• **EXTRACT PROVIDED**
"""

For huge layouts, up to five Piko Boosters powered by five separate 5 amp power supplies can be connected and controlled by one Piko CS. Each track section powered by a Piko Booster must be isolated from all other track sections. I tried this out on the two track loops on my outdoor layout, one loop powered by the Piko CS and a 5 amp DC transformer, and the other loop powered by a Piko Booster and another 5 amp DC transformer. The two loops are connected by LGB track switches but are have LGB track isolators between the two loops. When a DCC decoder-equipped loco crosses from one loop to the other, there's a completely smooth transition as if the entire track system was electrically connected. Of course, correct polarity wiring of the Central Station and the Booster to the two track loops is critical!

Although most of my locomotives have DCC decoders installed, I still have several in my upgrade que to convert, such as a USA Trains J1e Hudson with Phoenix sound. But in the mean time, I can run it on the outer loop by DC/Analog power, and run DCC power on the inner loop. However, to play it safe, I place a physical barrier across the switches between the two loops to prevent any accidental "operator error" of locomotives crossings between the DC powered and DCC powered tracks.

I also concur with Dan, I'd never run a DC/Analog locomotive on DCC power. I've tried it using an old LGB powered tender and the motor has a constant high pitched buzzing noise when sitting or moving.


----------

"""

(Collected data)
"""

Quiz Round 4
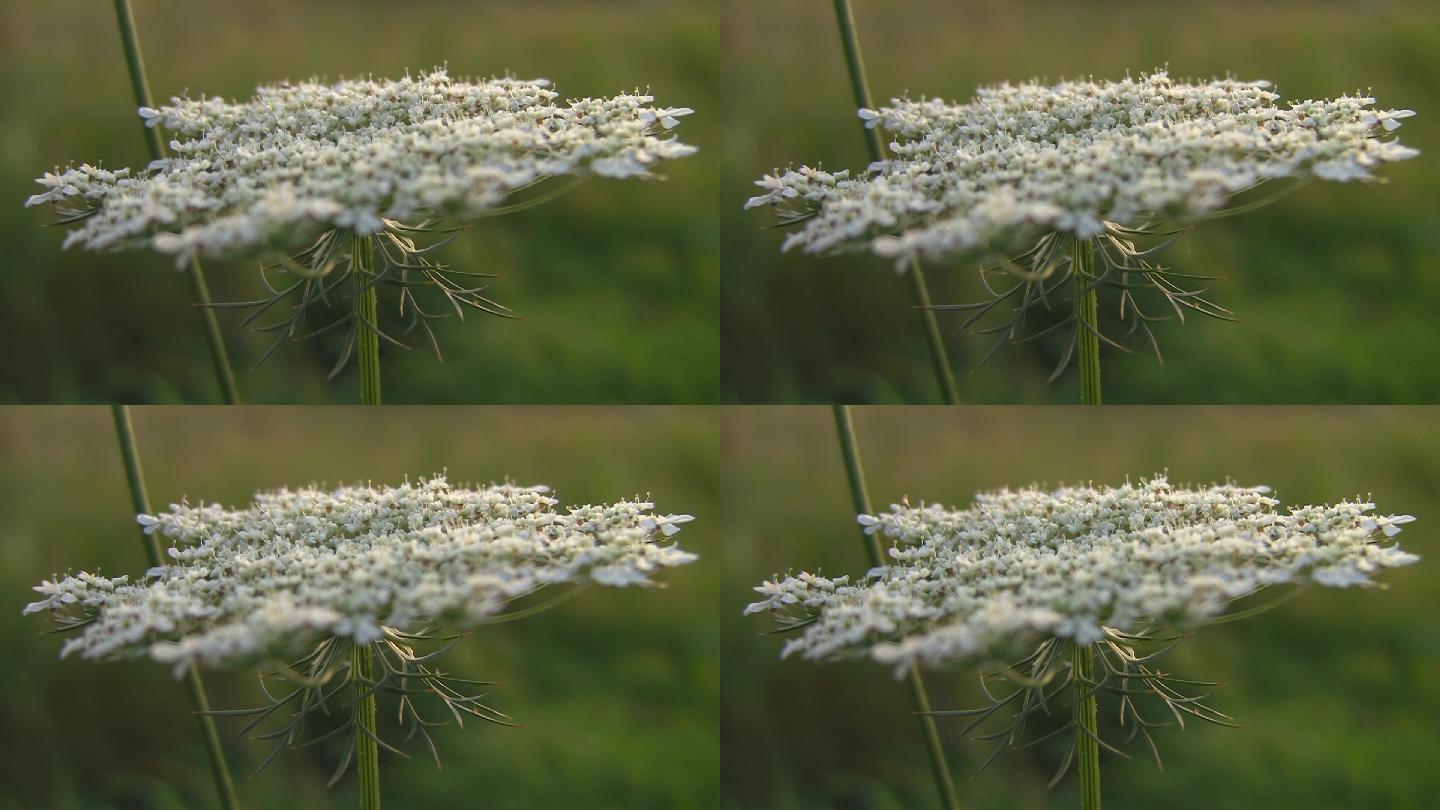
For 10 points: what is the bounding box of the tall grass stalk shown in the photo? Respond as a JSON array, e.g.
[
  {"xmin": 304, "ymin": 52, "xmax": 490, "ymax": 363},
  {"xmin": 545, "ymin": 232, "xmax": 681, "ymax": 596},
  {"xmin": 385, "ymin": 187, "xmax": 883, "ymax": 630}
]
[
  {"xmin": 351, "ymin": 236, "xmax": 380, "ymax": 405},
  {"xmin": 1071, "ymin": 230, "xmax": 1100, "ymax": 795},
  {"xmin": 831, "ymin": 406, "xmax": 960, "ymax": 810},
  {"xmin": 1074, "ymin": 239, "xmax": 1100, "ymax": 405},
  {"xmin": 111, "ymin": 403, "xmax": 240, "ymax": 810},
  {"xmin": 835, "ymin": 0, "xmax": 960, "ymax": 405},
  {"xmin": 115, "ymin": 0, "xmax": 240, "ymax": 405},
  {"xmin": 1071, "ymin": 644, "xmax": 1100, "ymax": 810},
  {"xmin": 350, "ymin": 644, "xmax": 380, "ymax": 810}
]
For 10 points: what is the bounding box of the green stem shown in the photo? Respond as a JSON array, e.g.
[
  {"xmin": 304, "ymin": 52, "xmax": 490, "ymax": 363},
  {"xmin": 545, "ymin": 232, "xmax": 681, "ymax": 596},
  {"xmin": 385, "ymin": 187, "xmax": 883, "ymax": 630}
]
[
  {"xmin": 1074, "ymin": 241, "xmax": 1100, "ymax": 405},
  {"xmin": 351, "ymin": 235, "xmax": 380, "ymax": 405},
  {"xmin": 115, "ymin": 0, "xmax": 240, "ymax": 405},
  {"xmin": 835, "ymin": 0, "xmax": 960, "ymax": 405},
  {"xmin": 111, "ymin": 405, "xmax": 240, "ymax": 810},
  {"xmin": 832, "ymin": 405, "xmax": 960, "ymax": 810},
  {"xmin": 350, "ymin": 644, "xmax": 380, "ymax": 810},
  {"xmin": 1071, "ymin": 644, "xmax": 1100, "ymax": 810}
]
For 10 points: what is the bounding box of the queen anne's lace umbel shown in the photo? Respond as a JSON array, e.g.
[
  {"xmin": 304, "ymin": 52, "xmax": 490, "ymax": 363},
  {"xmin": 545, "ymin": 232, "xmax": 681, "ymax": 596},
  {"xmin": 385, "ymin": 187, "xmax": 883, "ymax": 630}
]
[
  {"xmin": 746, "ymin": 477, "xmax": 1418, "ymax": 672},
  {"xmin": 26, "ymin": 69, "xmax": 696, "ymax": 261},
  {"xmin": 24, "ymin": 477, "xmax": 697, "ymax": 670},
  {"xmin": 746, "ymin": 71, "xmax": 1417, "ymax": 264}
]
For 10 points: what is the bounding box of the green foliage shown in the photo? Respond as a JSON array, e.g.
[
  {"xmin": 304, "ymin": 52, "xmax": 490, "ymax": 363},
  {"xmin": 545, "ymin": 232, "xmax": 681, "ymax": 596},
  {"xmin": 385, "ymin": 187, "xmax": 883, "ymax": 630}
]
[
  {"xmin": 720, "ymin": 0, "xmax": 1440, "ymax": 404},
  {"xmin": 720, "ymin": 406, "xmax": 1440, "ymax": 810},
  {"xmin": 0, "ymin": 0, "xmax": 720, "ymax": 404},
  {"xmin": 0, "ymin": 406, "xmax": 720, "ymax": 810}
]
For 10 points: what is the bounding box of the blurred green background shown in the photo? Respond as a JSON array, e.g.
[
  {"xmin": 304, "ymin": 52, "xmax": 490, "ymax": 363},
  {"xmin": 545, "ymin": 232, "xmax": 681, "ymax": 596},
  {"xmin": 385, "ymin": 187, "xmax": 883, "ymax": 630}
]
[
  {"xmin": 0, "ymin": 406, "xmax": 720, "ymax": 810},
  {"xmin": 0, "ymin": 0, "xmax": 720, "ymax": 404},
  {"xmin": 721, "ymin": 406, "xmax": 1440, "ymax": 810},
  {"xmin": 720, "ymin": 0, "xmax": 1440, "ymax": 404}
]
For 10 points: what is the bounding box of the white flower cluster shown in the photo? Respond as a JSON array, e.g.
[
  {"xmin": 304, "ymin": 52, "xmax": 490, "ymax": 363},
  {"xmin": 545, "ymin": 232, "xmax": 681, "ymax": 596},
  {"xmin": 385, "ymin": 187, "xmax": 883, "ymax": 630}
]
[
  {"xmin": 746, "ymin": 71, "xmax": 1417, "ymax": 262},
  {"xmin": 24, "ymin": 477, "xmax": 697, "ymax": 669},
  {"xmin": 26, "ymin": 69, "xmax": 696, "ymax": 257},
  {"xmin": 746, "ymin": 477, "xmax": 1418, "ymax": 670}
]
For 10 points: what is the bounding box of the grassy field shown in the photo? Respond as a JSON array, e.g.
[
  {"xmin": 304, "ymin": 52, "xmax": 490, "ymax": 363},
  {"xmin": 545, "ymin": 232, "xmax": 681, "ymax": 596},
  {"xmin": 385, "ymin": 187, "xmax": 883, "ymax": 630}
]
[
  {"xmin": 721, "ymin": 408, "xmax": 1440, "ymax": 810},
  {"xmin": 720, "ymin": 0, "xmax": 1440, "ymax": 404},
  {"xmin": 0, "ymin": 408, "xmax": 720, "ymax": 810},
  {"xmin": 0, "ymin": 0, "xmax": 720, "ymax": 404}
]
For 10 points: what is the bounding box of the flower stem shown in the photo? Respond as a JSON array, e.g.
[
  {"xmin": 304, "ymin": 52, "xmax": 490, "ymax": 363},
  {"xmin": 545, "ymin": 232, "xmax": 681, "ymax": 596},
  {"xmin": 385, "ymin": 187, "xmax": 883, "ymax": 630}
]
[
  {"xmin": 1071, "ymin": 644, "xmax": 1100, "ymax": 810},
  {"xmin": 835, "ymin": 0, "xmax": 960, "ymax": 405},
  {"xmin": 115, "ymin": 0, "xmax": 240, "ymax": 405},
  {"xmin": 353, "ymin": 236, "xmax": 380, "ymax": 405},
  {"xmin": 350, "ymin": 644, "xmax": 380, "ymax": 810},
  {"xmin": 1074, "ymin": 241, "xmax": 1100, "ymax": 405},
  {"xmin": 831, "ymin": 406, "xmax": 960, "ymax": 810},
  {"xmin": 111, "ymin": 405, "xmax": 240, "ymax": 810}
]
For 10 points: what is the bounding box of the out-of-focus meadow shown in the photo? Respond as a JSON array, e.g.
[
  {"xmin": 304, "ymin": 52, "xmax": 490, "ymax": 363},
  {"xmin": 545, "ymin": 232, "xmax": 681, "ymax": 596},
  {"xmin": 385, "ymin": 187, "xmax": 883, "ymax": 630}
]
[
  {"xmin": 0, "ymin": 408, "xmax": 720, "ymax": 810},
  {"xmin": 0, "ymin": 0, "xmax": 720, "ymax": 404},
  {"xmin": 720, "ymin": 0, "xmax": 1440, "ymax": 404},
  {"xmin": 721, "ymin": 408, "xmax": 1440, "ymax": 810}
]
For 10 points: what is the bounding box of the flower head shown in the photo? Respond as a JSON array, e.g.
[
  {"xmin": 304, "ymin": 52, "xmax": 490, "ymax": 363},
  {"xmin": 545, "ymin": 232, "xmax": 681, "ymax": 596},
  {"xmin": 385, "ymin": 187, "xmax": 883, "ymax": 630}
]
[
  {"xmin": 746, "ymin": 476, "xmax": 1418, "ymax": 672},
  {"xmin": 26, "ymin": 69, "xmax": 696, "ymax": 367},
  {"xmin": 24, "ymin": 476, "xmax": 696, "ymax": 672},
  {"xmin": 26, "ymin": 69, "xmax": 694, "ymax": 259},
  {"xmin": 746, "ymin": 71, "xmax": 1417, "ymax": 376},
  {"xmin": 746, "ymin": 71, "xmax": 1417, "ymax": 259}
]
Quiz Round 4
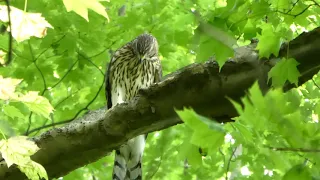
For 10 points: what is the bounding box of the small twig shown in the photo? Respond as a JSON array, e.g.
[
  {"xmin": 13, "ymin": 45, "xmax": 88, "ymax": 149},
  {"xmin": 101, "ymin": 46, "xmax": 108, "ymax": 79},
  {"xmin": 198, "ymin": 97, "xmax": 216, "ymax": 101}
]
[
  {"xmin": 286, "ymin": 0, "xmax": 300, "ymax": 14},
  {"xmin": 2, "ymin": 0, "xmax": 13, "ymax": 66},
  {"xmin": 312, "ymin": 79, "xmax": 320, "ymax": 89},
  {"xmin": 266, "ymin": 146, "xmax": 320, "ymax": 153},
  {"xmin": 24, "ymin": 89, "xmax": 80, "ymax": 136},
  {"xmin": 146, "ymin": 155, "xmax": 162, "ymax": 179},
  {"xmin": 274, "ymin": 4, "xmax": 317, "ymax": 18},
  {"xmin": 226, "ymin": 147, "xmax": 238, "ymax": 180}
]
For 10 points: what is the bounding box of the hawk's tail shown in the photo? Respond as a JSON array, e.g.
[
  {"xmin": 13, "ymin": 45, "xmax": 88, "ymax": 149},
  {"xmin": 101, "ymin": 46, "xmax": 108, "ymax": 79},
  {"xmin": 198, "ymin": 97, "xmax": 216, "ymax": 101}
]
[{"xmin": 112, "ymin": 135, "xmax": 146, "ymax": 180}]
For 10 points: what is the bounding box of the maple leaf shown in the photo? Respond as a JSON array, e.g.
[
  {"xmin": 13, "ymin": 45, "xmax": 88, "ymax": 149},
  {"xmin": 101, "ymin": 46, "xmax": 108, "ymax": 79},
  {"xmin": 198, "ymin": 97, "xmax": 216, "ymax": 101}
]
[{"xmin": 0, "ymin": 5, "xmax": 53, "ymax": 42}]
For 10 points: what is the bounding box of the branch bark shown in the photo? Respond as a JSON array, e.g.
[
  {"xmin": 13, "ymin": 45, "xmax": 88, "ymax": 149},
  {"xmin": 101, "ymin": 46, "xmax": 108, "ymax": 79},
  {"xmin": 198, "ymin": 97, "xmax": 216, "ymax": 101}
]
[{"xmin": 0, "ymin": 27, "xmax": 320, "ymax": 180}]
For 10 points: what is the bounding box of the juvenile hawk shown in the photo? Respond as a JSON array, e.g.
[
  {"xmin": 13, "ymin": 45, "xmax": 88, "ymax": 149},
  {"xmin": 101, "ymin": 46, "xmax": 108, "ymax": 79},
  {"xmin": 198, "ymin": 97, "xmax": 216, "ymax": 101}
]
[{"xmin": 106, "ymin": 34, "xmax": 162, "ymax": 180}]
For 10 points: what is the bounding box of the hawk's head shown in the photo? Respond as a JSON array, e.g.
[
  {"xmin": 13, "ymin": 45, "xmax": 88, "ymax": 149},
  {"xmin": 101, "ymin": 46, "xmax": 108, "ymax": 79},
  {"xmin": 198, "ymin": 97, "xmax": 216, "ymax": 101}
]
[{"xmin": 132, "ymin": 34, "xmax": 158, "ymax": 62}]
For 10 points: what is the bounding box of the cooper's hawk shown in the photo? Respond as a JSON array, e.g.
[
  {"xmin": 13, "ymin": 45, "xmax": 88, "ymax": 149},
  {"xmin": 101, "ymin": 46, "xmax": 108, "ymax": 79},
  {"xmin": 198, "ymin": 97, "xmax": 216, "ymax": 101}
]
[{"xmin": 106, "ymin": 34, "xmax": 162, "ymax": 180}]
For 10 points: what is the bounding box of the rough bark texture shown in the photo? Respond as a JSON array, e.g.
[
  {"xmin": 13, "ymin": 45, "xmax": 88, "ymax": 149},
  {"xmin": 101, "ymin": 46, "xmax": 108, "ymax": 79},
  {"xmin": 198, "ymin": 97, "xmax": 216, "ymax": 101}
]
[{"xmin": 0, "ymin": 28, "xmax": 320, "ymax": 180}]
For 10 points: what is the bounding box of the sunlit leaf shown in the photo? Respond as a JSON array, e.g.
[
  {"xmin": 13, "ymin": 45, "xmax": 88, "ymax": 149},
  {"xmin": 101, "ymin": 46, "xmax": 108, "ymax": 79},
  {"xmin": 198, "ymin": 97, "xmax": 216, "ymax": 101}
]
[
  {"xmin": 19, "ymin": 91, "xmax": 54, "ymax": 119},
  {"xmin": 0, "ymin": 5, "xmax": 53, "ymax": 42},
  {"xmin": 0, "ymin": 136, "xmax": 48, "ymax": 180},
  {"xmin": 63, "ymin": 0, "xmax": 109, "ymax": 21},
  {"xmin": 0, "ymin": 75, "xmax": 22, "ymax": 100}
]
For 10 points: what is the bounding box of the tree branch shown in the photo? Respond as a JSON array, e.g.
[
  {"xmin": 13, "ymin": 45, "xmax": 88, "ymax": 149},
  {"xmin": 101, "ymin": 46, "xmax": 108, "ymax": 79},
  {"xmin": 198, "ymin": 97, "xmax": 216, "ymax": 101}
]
[{"xmin": 0, "ymin": 28, "xmax": 320, "ymax": 180}]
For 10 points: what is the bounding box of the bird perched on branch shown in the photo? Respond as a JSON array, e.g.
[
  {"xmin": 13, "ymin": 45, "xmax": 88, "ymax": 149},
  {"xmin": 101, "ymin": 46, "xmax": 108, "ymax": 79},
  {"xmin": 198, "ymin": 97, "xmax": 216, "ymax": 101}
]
[{"xmin": 106, "ymin": 34, "xmax": 162, "ymax": 180}]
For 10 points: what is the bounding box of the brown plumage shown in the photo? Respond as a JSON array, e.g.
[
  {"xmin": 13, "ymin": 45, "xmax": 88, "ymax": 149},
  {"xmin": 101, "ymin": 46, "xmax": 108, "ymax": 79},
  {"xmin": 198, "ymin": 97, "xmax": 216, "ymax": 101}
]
[{"xmin": 106, "ymin": 34, "xmax": 162, "ymax": 180}]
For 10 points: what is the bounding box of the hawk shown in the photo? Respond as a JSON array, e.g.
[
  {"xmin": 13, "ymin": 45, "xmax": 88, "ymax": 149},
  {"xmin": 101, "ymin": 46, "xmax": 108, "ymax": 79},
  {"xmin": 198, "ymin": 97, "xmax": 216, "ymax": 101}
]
[{"xmin": 106, "ymin": 33, "xmax": 162, "ymax": 180}]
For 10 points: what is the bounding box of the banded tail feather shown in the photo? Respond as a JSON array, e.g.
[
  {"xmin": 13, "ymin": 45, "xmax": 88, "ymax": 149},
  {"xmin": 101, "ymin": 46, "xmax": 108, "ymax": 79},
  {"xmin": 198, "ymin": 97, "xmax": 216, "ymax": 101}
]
[{"xmin": 106, "ymin": 34, "xmax": 162, "ymax": 180}]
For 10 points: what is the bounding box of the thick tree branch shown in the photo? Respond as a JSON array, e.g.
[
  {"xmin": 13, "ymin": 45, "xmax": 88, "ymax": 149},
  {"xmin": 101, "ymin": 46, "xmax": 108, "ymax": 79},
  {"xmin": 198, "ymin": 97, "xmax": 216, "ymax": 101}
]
[{"xmin": 0, "ymin": 28, "xmax": 320, "ymax": 180}]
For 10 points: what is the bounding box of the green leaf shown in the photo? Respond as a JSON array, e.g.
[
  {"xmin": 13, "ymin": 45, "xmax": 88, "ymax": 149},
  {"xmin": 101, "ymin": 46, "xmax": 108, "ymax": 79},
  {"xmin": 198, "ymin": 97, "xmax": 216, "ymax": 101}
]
[
  {"xmin": 3, "ymin": 105, "xmax": 25, "ymax": 119},
  {"xmin": 63, "ymin": 0, "xmax": 109, "ymax": 21},
  {"xmin": 256, "ymin": 24, "xmax": 281, "ymax": 58},
  {"xmin": 0, "ymin": 136, "xmax": 48, "ymax": 180},
  {"xmin": 18, "ymin": 91, "xmax": 53, "ymax": 119},
  {"xmin": 268, "ymin": 58, "xmax": 300, "ymax": 87},
  {"xmin": 176, "ymin": 108, "xmax": 225, "ymax": 152},
  {"xmin": 282, "ymin": 164, "xmax": 312, "ymax": 180}
]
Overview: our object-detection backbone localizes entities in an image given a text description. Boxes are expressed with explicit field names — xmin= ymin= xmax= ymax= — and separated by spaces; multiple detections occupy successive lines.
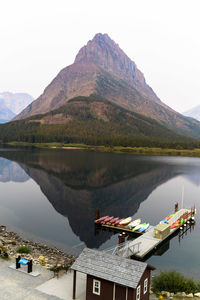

"""

• **TASKS**
- a) According to the forum post on Piko Boosters, how many Piko Boosters can one Piko CS connect and control?
- b) Please quote the forum post on Piko Boosters from "For huge layouts, up" up to and including "loops is critical!".

• **EXPECTED RESULTS**
- a) Up to five Piko Boosters, each powered by its own 5 amp power supply.

- b)
For huge layouts, up to five Piko Boosters powered by five separate 5 amp power supplies can be connected and controlled by one Piko CS. Each track section powered by a Piko Booster must be isolated from all other track sections. I tried this out on the two track loops on my outdoor layout, one loop powered by the Piko CS and a 5 amp DC transformer, and the other loop powered by a Piko Booster and another 5 amp DC transformer. The two loops are connected by LGB track switches but are have LGB track isolators between the two loops. When a DCC decoder-equipped loco crosses from one loop to the other, there's a completely smooth transition as if the entire track system was electrically connected. Of course, correct polarity wiring of the Central Station and the Booster to the two track loops is critical!